Object position labeling entries:
_ _ _ _ _

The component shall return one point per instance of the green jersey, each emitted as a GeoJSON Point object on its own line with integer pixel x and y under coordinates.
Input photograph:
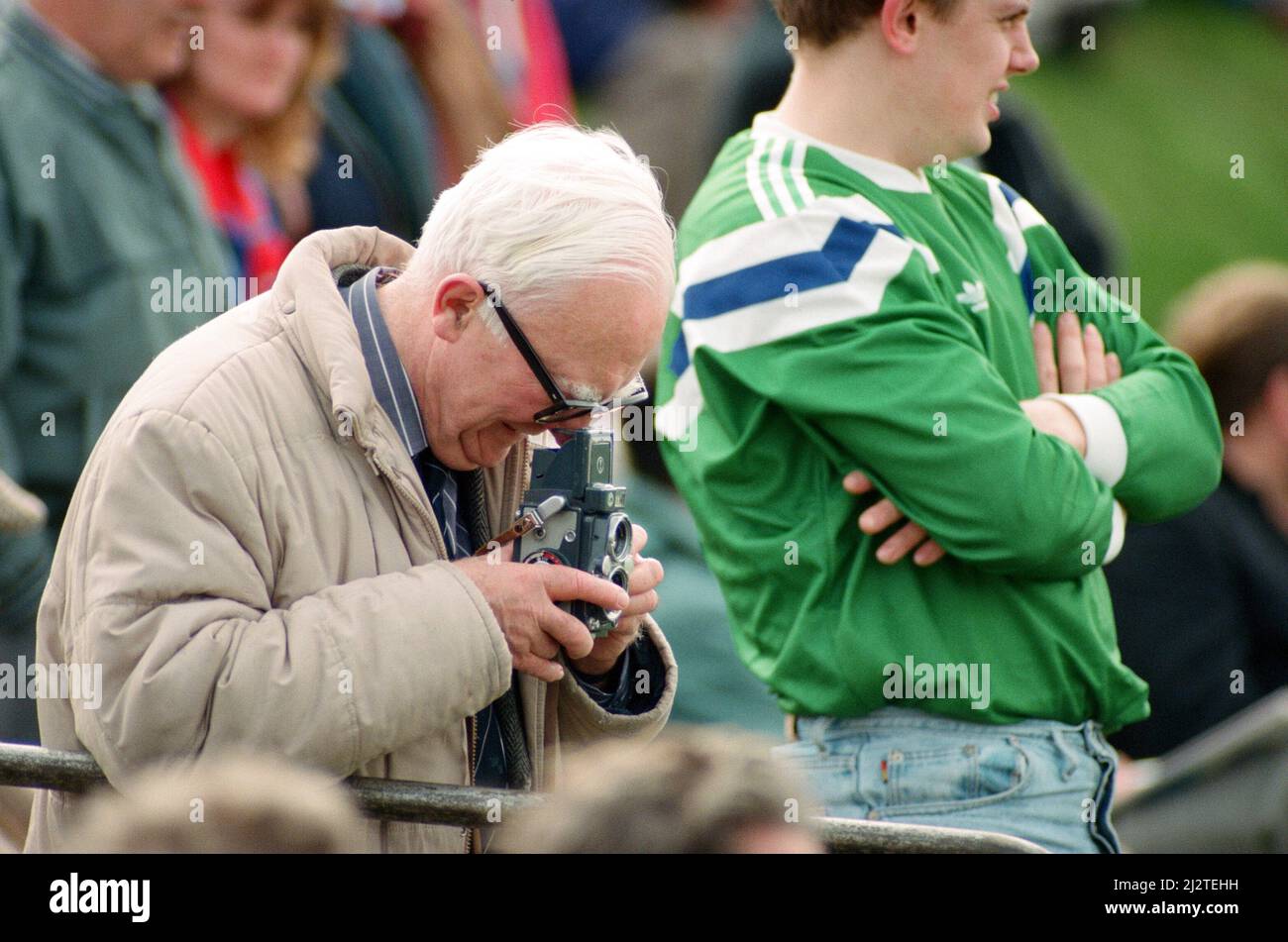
{"type": "Point", "coordinates": [835, 312]}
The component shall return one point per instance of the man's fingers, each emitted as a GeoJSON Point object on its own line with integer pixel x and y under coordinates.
{"type": "Point", "coordinates": [566, 631]}
{"type": "Point", "coordinates": [1073, 358]}
{"type": "Point", "coordinates": [879, 516]}
{"type": "Point", "coordinates": [565, 584]}
{"type": "Point", "coordinates": [901, 543]}
{"type": "Point", "coordinates": [1098, 369]}
{"type": "Point", "coordinates": [927, 554]}
{"type": "Point", "coordinates": [857, 482]}
{"type": "Point", "coordinates": [642, 605]}
{"type": "Point", "coordinates": [1043, 356]}
{"type": "Point", "coordinates": [647, 576]}
{"type": "Point", "coordinates": [1113, 366]}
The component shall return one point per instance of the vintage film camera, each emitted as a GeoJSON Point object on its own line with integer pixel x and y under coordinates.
{"type": "Point", "coordinates": [576, 516]}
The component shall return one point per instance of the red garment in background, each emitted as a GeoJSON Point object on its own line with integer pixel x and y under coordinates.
{"type": "Point", "coordinates": [237, 201]}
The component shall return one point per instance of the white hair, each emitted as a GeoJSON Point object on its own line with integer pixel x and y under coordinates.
{"type": "Point", "coordinates": [542, 213]}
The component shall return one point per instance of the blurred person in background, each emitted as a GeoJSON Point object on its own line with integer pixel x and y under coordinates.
{"type": "Point", "coordinates": [426, 85]}
{"type": "Point", "coordinates": [95, 205]}
{"type": "Point", "coordinates": [236, 802]}
{"type": "Point", "coordinates": [1202, 600]}
{"type": "Point", "coordinates": [662, 82]}
{"type": "Point", "coordinates": [248, 120]}
{"type": "Point", "coordinates": [694, 790]}
{"type": "Point", "coordinates": [20, 510]}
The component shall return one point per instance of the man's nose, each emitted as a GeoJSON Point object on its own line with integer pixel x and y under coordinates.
{"type": "Point", "coordinates": [1024, 56]}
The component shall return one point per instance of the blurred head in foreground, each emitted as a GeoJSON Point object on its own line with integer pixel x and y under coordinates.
{"type": "Point", "coordinates": [237, 803]}
{"type": "Point", "coordinates": [694, 790]}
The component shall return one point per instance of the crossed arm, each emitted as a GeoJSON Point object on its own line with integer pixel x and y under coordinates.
{"type": "Point", "coordinates": [1083, 365]}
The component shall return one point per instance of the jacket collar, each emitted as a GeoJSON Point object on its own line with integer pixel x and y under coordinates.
{"type": "Point", "coordinates": [317, 322]}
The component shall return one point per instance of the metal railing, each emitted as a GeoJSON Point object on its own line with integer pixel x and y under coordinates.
{"type": "Point", "coordinates": [390, 799]}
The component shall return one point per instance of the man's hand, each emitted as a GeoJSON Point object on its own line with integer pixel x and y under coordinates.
{"type": "Point", "coordinates": [643, 588]}
{"type": "Point", "coordinates": [1083, 366]}
{"type": "Point", "coordinates": [884, 514]}
{"type": "Point", "coordinates": [523, 598]}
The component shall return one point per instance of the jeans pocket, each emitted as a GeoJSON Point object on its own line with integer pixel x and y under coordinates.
{"type": "Point", "coordinates": [827, 771]}
{"type": "Point", "coordinates": [941, 780]}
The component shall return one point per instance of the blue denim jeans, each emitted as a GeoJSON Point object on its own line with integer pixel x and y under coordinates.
{"type": "Point", "coordinates": [1041, 780]}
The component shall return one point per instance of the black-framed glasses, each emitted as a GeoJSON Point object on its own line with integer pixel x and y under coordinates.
{"type": "Point", "coordinates": [562, 408]}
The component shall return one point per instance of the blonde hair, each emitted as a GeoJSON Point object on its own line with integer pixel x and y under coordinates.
{"type": "Point", "coordinates": [284, 147]}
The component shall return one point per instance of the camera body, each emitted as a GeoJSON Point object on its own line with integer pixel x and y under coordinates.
{"type": "Point", "coordinates": [591, 532]}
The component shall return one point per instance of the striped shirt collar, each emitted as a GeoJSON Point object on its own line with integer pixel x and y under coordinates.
{"type": "Point", "coordinates": [387, 378]}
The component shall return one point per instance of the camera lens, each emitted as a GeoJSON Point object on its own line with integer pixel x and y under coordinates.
{"type": "Point", "coordinates": [618, 537]}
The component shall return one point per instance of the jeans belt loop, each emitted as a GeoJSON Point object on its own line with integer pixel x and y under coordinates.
{"type": "Point", "coordinates": [1063, 748]}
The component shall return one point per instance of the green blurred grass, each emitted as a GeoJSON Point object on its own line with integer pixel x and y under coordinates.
{"type": "Point", "coordinates": [1149, 121]}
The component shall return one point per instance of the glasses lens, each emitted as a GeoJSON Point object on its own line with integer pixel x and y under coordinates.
{"type": "Point", "coordinates": [557, 414]}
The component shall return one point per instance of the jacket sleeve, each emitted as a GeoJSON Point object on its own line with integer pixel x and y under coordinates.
{"type": "Point", "coordinates": [1153, 435]}
{"type": "Point", "coordinates": [196, 657]}
{"type": "Point", "coordinates": [883, 376]}
{"type": "Point", "coordinates": [583, 721]}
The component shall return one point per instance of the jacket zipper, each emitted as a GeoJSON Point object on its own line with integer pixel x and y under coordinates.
{"type": "Point", "coordinates": [384, 471]}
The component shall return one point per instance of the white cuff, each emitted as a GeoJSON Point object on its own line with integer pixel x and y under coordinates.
{"type": "Point", "coordinates": [1117, 534]}
{"type": "Point", "coordinates": [1107, 442]}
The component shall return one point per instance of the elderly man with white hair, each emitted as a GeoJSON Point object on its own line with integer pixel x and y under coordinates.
{"type": "Point", "coordinates": [271, 543]}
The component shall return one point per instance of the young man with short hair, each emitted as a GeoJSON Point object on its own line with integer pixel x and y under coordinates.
{"type": "Point", "coordinates": [850, 299]}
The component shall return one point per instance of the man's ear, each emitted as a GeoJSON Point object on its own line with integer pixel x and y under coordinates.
{"type": "Point", "coordinates": [901, 24]}
{"type": "Point", "coordinates": [455, 301]}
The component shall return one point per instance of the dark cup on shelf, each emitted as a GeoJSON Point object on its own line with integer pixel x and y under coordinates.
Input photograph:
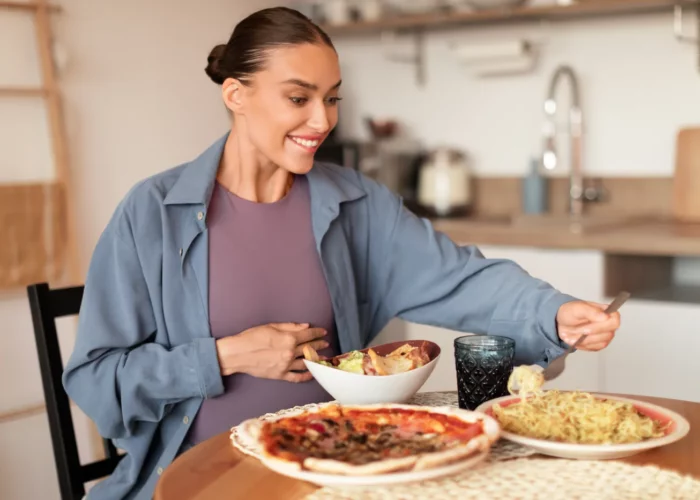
{"type": "Point", "coordinates": [484, 364]}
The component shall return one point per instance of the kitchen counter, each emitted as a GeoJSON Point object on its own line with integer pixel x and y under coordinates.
{"type": "Point", "coordinates": [644, 237]}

_ _ _ _ _

REQUIREMENT:
Reproduce word for word the lines in the records above, from the line containing "The component shall return one point per instance of the kitchen" through the final line of the records, including both ends.

REPLY TO THE TASK:
The component shall return one point per instance of the kitchen counter, each emitted as a GeoJSON Point object on its own line with integer pixel x and y under coordinates.
{"type": "Point", "coordinates": [644, 237]}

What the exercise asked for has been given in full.